* WHAT THE TASK ASKS: Could you reproduce every line of the records below, character for character, with nothing changed or left out?

* ENTRIES SUPPLIED:
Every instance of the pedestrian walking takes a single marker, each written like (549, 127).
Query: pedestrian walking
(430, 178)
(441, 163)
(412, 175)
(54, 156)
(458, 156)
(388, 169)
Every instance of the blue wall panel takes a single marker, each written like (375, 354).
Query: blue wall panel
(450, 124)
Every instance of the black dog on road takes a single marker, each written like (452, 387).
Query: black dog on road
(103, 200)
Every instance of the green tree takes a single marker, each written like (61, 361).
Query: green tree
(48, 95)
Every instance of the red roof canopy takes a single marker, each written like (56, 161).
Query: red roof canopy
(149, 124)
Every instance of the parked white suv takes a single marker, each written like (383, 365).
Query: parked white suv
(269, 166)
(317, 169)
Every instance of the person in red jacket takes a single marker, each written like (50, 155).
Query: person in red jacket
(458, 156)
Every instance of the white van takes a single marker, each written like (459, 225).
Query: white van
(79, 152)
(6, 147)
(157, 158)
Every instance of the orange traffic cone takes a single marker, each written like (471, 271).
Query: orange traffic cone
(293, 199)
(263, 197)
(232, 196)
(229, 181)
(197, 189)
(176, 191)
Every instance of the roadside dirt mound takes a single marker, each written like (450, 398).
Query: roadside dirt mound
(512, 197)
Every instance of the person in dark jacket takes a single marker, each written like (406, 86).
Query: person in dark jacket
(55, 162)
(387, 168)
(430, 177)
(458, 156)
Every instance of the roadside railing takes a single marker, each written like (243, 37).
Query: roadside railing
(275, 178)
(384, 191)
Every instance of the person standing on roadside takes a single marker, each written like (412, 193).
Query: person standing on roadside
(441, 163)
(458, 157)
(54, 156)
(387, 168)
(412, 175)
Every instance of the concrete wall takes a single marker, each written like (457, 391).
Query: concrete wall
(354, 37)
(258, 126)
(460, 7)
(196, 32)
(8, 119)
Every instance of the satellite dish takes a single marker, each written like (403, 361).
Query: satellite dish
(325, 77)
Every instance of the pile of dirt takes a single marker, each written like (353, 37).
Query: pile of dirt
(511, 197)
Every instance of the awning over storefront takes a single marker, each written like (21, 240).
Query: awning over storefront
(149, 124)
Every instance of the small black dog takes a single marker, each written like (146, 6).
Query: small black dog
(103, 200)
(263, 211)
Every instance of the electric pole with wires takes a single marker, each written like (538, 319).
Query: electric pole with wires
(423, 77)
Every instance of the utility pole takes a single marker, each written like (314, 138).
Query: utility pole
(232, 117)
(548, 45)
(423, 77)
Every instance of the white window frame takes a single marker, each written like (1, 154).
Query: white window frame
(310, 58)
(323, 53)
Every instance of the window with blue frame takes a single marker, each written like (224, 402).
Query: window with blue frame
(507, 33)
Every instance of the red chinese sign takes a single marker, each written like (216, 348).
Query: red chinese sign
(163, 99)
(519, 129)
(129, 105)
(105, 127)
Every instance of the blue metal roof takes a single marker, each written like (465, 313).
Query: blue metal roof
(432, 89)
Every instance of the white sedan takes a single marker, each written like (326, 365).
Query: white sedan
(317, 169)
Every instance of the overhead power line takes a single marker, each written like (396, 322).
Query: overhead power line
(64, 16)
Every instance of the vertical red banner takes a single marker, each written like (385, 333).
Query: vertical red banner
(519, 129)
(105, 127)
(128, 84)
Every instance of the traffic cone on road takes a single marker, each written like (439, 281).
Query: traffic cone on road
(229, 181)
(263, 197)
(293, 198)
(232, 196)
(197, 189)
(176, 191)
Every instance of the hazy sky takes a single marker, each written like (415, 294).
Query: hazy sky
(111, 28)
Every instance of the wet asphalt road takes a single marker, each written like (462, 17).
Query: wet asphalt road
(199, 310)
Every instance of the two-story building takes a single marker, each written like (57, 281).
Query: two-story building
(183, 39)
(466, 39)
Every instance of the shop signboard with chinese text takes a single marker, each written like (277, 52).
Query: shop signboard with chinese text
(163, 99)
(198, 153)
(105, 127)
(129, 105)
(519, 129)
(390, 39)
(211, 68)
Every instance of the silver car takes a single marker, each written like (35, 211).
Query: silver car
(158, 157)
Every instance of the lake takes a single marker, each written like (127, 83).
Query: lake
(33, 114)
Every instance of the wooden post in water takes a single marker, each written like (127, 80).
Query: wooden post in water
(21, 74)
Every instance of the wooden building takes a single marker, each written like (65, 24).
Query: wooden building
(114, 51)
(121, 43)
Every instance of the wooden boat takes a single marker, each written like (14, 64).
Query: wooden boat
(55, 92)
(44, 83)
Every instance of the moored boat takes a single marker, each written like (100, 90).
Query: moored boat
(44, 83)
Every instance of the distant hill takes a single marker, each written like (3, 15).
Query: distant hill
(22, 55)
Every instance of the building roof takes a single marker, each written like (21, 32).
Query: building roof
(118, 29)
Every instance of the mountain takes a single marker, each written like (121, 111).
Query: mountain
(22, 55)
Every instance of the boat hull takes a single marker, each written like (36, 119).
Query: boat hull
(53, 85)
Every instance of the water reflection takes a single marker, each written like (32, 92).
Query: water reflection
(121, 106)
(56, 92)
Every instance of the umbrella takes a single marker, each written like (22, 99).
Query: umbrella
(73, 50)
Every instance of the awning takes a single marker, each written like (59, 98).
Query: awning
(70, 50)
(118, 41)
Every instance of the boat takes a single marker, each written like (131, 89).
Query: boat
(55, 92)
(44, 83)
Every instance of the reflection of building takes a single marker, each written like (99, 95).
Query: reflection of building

* EXPECTED ANSWER:
Every instance of the pedestrian walking takes a single marker, each written like (549, 127).
Query: pedestrian walking
(430, 178)
(441, 163)
(412, 175)
(54, 156)
(458, 156)
(388, 169)
Every instance of the blue wall panel takes a single marker, each written like (375, 354).
Query: blue wall panel
(450, 124)
Every instance of the black dog on road takes a single marker, each written like (452, 387).
Query: black dog on road
(103, 200)
Every instance of the green tree takes a single marker, each written like (61, 361).
Query: green tree
(48, 95)
Every instance of the red roof canopy takes a single marker, each written like (56, 161).
Query: red roof canopy
(149, 124)
Every instance of the parked white suv takes a single marker, each written like (383, 365).
Query: parked white suv
(269, 166)
(317, 169)
Every instance of the person in red jacket takes a single marker, each written like (50, 155).
Query: person in red jacket
(458, 156)
Every instance of the white van takes a single marker, each written like (459, 225).
Query: white van
(79, 152)
(6, 147)
(157, 158)
Every instance of the orange traffic cone takes a single marker, each written like (471, 271).
Query: orange traffic cone
(293, 199)
(263, 197)
(232, 196)
(229, 181)
(197, 189)
(176, 191)
Every instance of the roadside dirt mound takes a single marker, each written like (450, 398).
Query: roadside dirt mound
(512, 197)
Every instance of the person in dark jacket takes a single marker, each written like (406, 86).
Query: person in dark jacket
(55, 162)
(387, 168)
(430, 177)
(458, 156)
Every instance of the roadside railing takes a single marker, each written like (243, 37).
Query: roadside railing
(275, 178)
(384, 191)
Every instance of the person standing on roadside takes a single marker, each written like (412, 193).
Query: person standing on roadside
(441, 163)
(458, 157)
(54, 156)
(387, 168)
(412, 175)
Every instance of the concrete wall takes a single marker, each written like (457, 391).
Query: concrete wall
(354, 37)
(258, 126)
(460, 7)
(196, 32)
(8, 119)
Every instance of the satellite dish takes a single marker, each written like (403, 361).
Query: satellite dish
(325, 77)
Every instance of the pile of dirt takes a single marker, each written like (353, 37).
Query: pile of dirt
(511, 197)
Every instance of the awning over storefront takes a single marker, each written like (21, 240).
Query: awning over storefront
(149, 124)
Every instance of the small black dog takes a single marker, each written like (146, 6).
Query: small black dog
(103, 200)
(263, 211)
Every instance of the electric pole with wires takes a single marker, each written like (538, 319).
Query: electric pole with wires
(423, 77)
Every instance of the utility pole takes a single marker, each written like (314, 138).
Query: utility pole
(232, 117)
(548, 45)
(423, 77)
Every instance of the white window frame takes a single marker, each written like (1, 154).
Query: white window frame
(310, 58)
(323, 53)
Every instance of the window with blue frame takes a single marker, each written like (224, 402).
Query: window with blue frame
(507, 33)
Every instance of the red chinese sign takes a single marker, each written like (216, 348).
Query: red chinese sign
(163, 99)
(519, 129)
(129, 105)
(105, 127)
Every instance of the blue metal roof takes a single marker, each written like (465, 313).
Query: blue metal roof
(432, 89)
Every instance of the white sedan takes a single marker, each written like (326, 365).
Query: white sedan
(317, 169)
Every instance of the overhead power line takes a single marker, each written like (396, 322).
Query: overhead power line
(64, 16)
Every instance of the vertical red banner takes a single marker, each written like (385, 333).
Query: vertical red banner
(519, 129)
(105, 127)
(128, 84)
Every instance of the traffic cone on road takes a single marker, each written like (439, 281).
Query: traffic cone on road
(229, 181)
(263, 197)
(293, 198)
(232, 196)
(197, 189)
(176, 191)
Every instance of the hazy sky takes a single marker, each written like (415, 294).
Query: hazy sky
(111, 28)
Every instance of the wet asphalt road takes a single marker, each written like (462, 17).
Query: wet asphalt road
(199, 310)
Every instance of the two-story building takes a single marker, each written like (57, 281).
Query: two-story building
(183, 39)
(466, 39)
Every instance of the shop signboard with chinese text takes a single marker, each written like (277, 52).
Query: shop signboard with chinese text
(163, 99)
(198, 153)
(105, 127)
(129, 105)
(519, 129)
(390, 39)
(211, 68)
Every instance of the silver car takes a single marker, each written like (35, 211).
Query: silver car
(158, 157)
Every instance of the lake takes a single marker, each written like (127, 83).
Query: lake
(33, 114)
Every instance of the wooden post in water takes a single marker, each written like (127, 80).
Query: wooden post in water
(21, 74)
Every instance of the wooden building takes a single marker, each written like (65, 24).
Query: wooden building
(114, 51)
(121, 43)
Every instance of the wooden boat takes a single marker, each written like (14, 64).
Query: wooden boat
(55, 92)
(44, 83)
Every instance of the moored boat takes a single marker, each written like (100, 90).
Query: moored boat
(44, 83)
Every instance of the distant hill takes a single marker, each written like (3, 15).
Query: distant hill
(22, 55)
Every instance of the building roof takes a single marker, each written like (21, 32).
Query: building roof
(118, 29)
Every instance of the mountain takes a single marker, each written like (121, 111).
Query: mountain
(22, 55)
Every instance of the boat hull takes a single marker, each written like (36, 119).
Query: boat hull
(53, 85)
Every instance of the water reflection takes a single marker, each written like (32, 92).
Query: water reflection
(121, 106)
(56, 92)
Every instance of the umbrella takes a single marker, each written like (22, 99).
Query: umbrella
(73, 50)
Every instance of the awning takes a single marker, each written like (59, 98).
Query: awning
(70, 50)
(118, 41)
Every instance of the boat takes a single marker, each written like (131, 89).
Query: boat
(55, 92)
(44, 83)
Every instance of the reflection of building takes a single marker, each written like (99, 95).
Query: reflection of building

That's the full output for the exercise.